▸ Supplied passage:
There is a lot of theology woven into hymns. To enhance today’s reading, I recommend listening to “A Mighty Fortress is Our God”.
A mighty fortress is our God,
A bulwark never failing:
Our helper He, amid the flood
Of mortal ills prevailing.
For still our ancient foe
Doth seek to work his woe;
His craft and power are great,
And armed with cruel hate,
On earth is not his equal.
Did we in our own strength confide,
Our striving would be losing;
Were not the right Man on our side,
The Man of God’s own choosing.
Dost ask who that may be?
Christ Jesus, it is he;
Lord Sabaoth is his name,
From age to age the same,
And He must win the battle.
And though this world, with devils filled,
Should threaten to undo us,
We will not fear, for God hath willed
His truth to triumph through us.
The Prince of Darkness grim,—
We tremble not for him;
His rage we can endure,
For lo! His doom is sure,—
One little word shall fell him.
That word above all earthly powers—
No thanks to them—abideth;
The Spirit and the gifts are ours
Through him who with us sideth.
Let goods and kindred go,
This mortal life also:
The body they may kill:
God’s truth abideth still,
His kingdom is for ever.
I hope you will take a few moments to let the words of this message and the emotion that always connects us to music connect with your soul. I am so grateful for you, for our church, and for the Love that will see us all through this very difficult time. Please stay safe and well and we’ll be together again in spirit tomorrow morning!

▸ Data listing:
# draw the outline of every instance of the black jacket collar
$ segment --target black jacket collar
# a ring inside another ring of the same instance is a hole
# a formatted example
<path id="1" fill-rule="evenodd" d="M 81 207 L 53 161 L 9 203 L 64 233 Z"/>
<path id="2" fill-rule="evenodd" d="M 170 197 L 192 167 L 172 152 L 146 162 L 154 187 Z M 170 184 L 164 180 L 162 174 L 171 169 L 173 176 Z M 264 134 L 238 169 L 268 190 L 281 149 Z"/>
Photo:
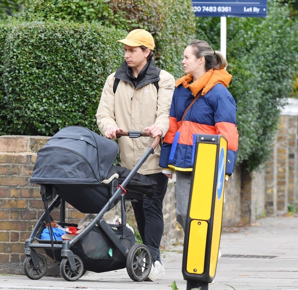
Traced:
<path id="1" fill-rule="evenodd" d="M 116 71 L 115 76 L 129 83 L 135 88 L 138 89 L 148 84 L 159 81 L 160 79 L 158 75 L 158 69 L 152 59 L 150 59 L 136 78 L 133 75 L 131 68 L 127 65 L 126 62 L 124 61 Z M 135 85 L 136 81 L 136 87 Z"/>

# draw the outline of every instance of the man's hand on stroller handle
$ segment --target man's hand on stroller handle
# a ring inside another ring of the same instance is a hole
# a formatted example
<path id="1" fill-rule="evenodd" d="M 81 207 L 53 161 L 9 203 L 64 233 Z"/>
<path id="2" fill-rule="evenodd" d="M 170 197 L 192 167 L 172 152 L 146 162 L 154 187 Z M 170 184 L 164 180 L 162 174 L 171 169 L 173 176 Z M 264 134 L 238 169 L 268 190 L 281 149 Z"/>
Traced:
<path id="1" fill-rule="evenodd" d="M 116 136 L 117 138 L 119 138 L 121 136 L 128 136 L 131 138 L 138 138 L 139 137 L 150 137 L 147 135 L 147 131 L 142 132 L 139 131 L 122 131 L 117 132 Z M 156 136 L 154 138 L 154 140 L 151 144 L 151 147 L 155 149 L 159 144 L 160 137 L 158 136 Z"/>
<path id="2" fill-rule="evenodd" d="M 123 128 L 120 128 L 117 126 L 111 126 L 109 127 L 105 132 L 105 137 L 112 140 L 116 138 L 116 133 L 123 131 Z"/>
<path id="3" fill-rule="evenodd" d="M 157 136 L 160 138 L 162 135 L 160 128 L 155 124 L 150 127 L 145 127 L 144 130 L 147 132 L 147 135 L 149 135 L 151 138 L 154 138 Z"/>

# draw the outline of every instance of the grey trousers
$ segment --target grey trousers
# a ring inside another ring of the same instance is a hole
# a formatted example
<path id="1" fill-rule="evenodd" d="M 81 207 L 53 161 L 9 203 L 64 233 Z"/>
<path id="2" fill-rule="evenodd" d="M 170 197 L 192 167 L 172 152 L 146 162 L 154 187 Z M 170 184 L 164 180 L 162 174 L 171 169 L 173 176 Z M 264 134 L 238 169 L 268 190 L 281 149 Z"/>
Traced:
<path id="1" fill-rule="evenodd" d="M 176 171 L 176 218 L 184 232 L 191 178 L 191 171 Z"/>

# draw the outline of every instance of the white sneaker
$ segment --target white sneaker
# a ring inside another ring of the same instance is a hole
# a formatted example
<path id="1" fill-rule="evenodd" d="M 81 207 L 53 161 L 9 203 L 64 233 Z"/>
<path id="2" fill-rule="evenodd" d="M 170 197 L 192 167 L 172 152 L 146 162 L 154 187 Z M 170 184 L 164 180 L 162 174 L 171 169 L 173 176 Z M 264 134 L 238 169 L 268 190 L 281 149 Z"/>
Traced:
<path id="1" fill-rule="evenodd" d="M 165 276 L 165 267 L 163 264 L 158 261 L 156 261 L 154 265 L 155 270 L 155 280 L 158 280 Z"/>
<path id="2" fill-rule="evenodd" d="M 155 262 L 156 263 L 156 262 Z M 152 264 L 151 265 L 151 270 L 148 276 L 145 279 L 145 281 L 154 282 L 155 281 L 155 269 Z"/>
<path id="3" fill-rule="evenodd" d="M 221 257 L 221 253 L 220 251 L 218 251 L 218 256 L 217 256 L 217 261 L 218 261 L 219 258 Z M 215 282 L 214 282 L 214 279 L 213 279 L 213 280 L 211 283 L 209 284 L 210 285 L 212 285 L 215 283 Z"/>

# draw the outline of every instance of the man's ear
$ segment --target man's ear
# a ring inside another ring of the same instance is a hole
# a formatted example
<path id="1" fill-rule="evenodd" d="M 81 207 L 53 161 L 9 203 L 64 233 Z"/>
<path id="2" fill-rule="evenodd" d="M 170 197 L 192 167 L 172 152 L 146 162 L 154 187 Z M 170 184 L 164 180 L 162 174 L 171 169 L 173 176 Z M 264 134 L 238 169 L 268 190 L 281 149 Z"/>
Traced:
<path id="1" fill-rule="evenodd" d="M 147 58 L 148 55 L 149 55 L 149 54 L 150 53 L 150 52 L 151 51 L 151 50 L 150 48 L 147 48 L 146 50 L 146 53 L 145 54 L 145 56 Z"/>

▸ Required tasks:
1) Which hymn does the devotional passage recommend listening to?
2) Reproduce the devotional passage word for word from "The Prince of" up to and including "with us sideth.".

▸ Answers for this exercise:
1) "A Mighty Fortress is Our God"

2)
The Prince of Darkness grim,—
We tremble not for him;
His rage we can endure,
For lo! His doom is sure,—
One little word shall fell him.
That word above all earthly powers—
No thanks to them—abideth;
The Spirit and the gifts are ours
Through him who with us sideth.